#### Set problem
State how many lines in the items below contain the string "instance", treating uppercase and lowercase as different. Reply with the number alone.

#### Data

########

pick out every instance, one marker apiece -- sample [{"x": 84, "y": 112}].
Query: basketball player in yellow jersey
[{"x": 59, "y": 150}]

########

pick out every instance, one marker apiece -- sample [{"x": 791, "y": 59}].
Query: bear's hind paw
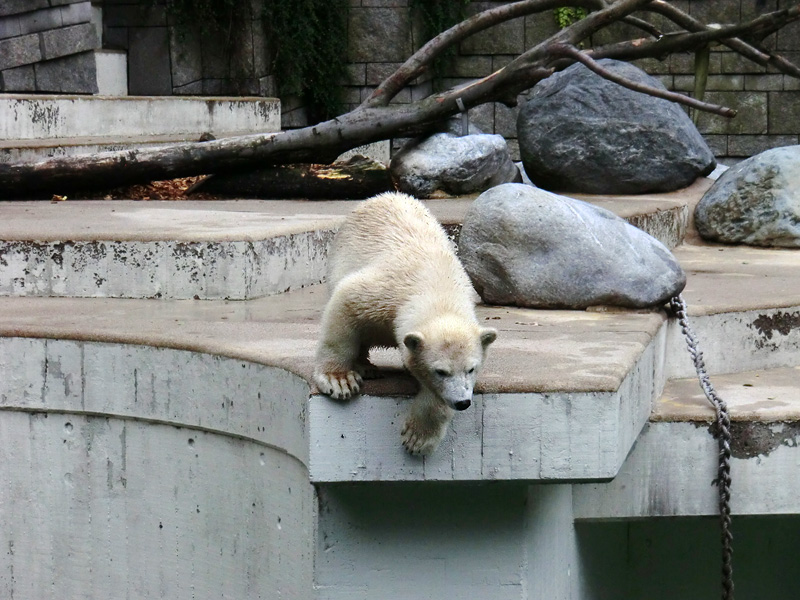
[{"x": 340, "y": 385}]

########

#### Final result
2